╔══

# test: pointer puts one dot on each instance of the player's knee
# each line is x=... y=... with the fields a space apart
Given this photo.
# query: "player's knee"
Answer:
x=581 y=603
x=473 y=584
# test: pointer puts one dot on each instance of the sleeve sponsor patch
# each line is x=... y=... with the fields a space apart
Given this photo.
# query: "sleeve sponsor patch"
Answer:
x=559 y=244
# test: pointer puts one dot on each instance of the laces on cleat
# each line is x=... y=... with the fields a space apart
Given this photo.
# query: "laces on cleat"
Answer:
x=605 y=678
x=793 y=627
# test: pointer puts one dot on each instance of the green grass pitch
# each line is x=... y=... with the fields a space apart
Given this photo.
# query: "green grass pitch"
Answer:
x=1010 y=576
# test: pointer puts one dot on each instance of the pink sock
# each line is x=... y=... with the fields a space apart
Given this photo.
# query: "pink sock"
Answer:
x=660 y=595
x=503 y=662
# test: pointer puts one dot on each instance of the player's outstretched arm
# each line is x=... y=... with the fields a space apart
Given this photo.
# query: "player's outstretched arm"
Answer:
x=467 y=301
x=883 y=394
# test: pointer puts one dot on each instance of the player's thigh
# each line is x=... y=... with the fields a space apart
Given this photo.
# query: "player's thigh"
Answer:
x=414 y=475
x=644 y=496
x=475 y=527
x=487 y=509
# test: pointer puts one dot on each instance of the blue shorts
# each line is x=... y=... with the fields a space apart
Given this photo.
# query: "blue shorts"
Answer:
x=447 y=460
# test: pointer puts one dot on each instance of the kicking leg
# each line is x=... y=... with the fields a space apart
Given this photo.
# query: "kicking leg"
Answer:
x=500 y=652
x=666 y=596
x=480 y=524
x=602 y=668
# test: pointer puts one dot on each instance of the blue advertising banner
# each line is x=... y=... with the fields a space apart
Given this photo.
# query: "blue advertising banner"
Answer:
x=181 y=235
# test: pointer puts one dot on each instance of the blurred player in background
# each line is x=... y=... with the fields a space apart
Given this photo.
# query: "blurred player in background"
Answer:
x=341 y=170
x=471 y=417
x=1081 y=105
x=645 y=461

╚══

● **Task details**: Output the entries above as a two-column CSV with the headers "label" and "points," one row per entry. Put each entry's text and its answer in their own quoted fields, with line breaks replaced by spaces.

● **Written solution**:
label,points
"# test: pointer puts one dot on each instance of the player's knee # each line is x=... y=... with the fields a space apart Given this photo. # query: ""player's knee"" Answer:","x=581 y=603 x=473 y=584"
"# test: pointer puts one dot on each instance of the sleeve sponsor patch # each line is x=... y=... with the fields a space apart Given this photo. # query: ""sleeve sponsor patch"" Answer:","x=559 y=244"
"# test: pointer puts one dot on each instance of the laces on cleat # each line is x=... y=... with the fields a space apart Given this photo. # query: ""laces on cleat"" Answer:","x=605 y=678 x=793 y=627"
"# test: pointer puts one dot on each instance of the green grass pitch # each line is x=... y=... with the fields a space apart Given this photo. # query: ""green grass pitch"" Answer:","x=1010 y=576"
"# test: pointer puts one dot on each instance of the pink sock # each line is x=... y=... with the fields a space apart Given this photo. # query: ""pink sock"" Answer:","x=660 y=595 x=503 y=662"
"# test: pointer puts one dot on each instance of the player's outstretched arm # each line is x=... y=... with the fields a space apart Given this photo. # query: ""player's outstretched arm"" Answer:","x=467 y=301 x=883 y=394"
"# test: pointer puts one dot on each instance of the player's thigh # each line is x=... y=... with the fields a space apart Given this photo. # query: ""player's thigh"" Answer:","x=414 y=475 x=644 y=496 x=475 y=527 x=487 y=509"
"# test: pointer puts one dot on each instance of the blue shorts # each line is x=... y=... with the fields a space apart Given this photo. # query: ""blue shorts"" Answer:","x=447 y=460"
"# test: pointer puts one dot on each instance of the kicking leg # each line is x=... y=... with the fields a space apart Given this photo. # query: ""kicking leg"" Answer:","x=500 y=652 x=666 y=596 x=480 y=524 x=602 y=668"
"# test: pointer puts one dot on each instance of the blue advertising banner # each line is x=... y=... with the fields a space apart Given this photo. # query: ""blue advertising banner"" Answer:","x=181 y=235"
"# test: pointer puts one dot on each instance of the blurred player in background # each line is x=... y=... with the fields a space apart Given this photo. # query: ""blurred player in background"" Answer:","x=341 y=170 x=471 y=417 x=1081 y=105 x=645 y=461"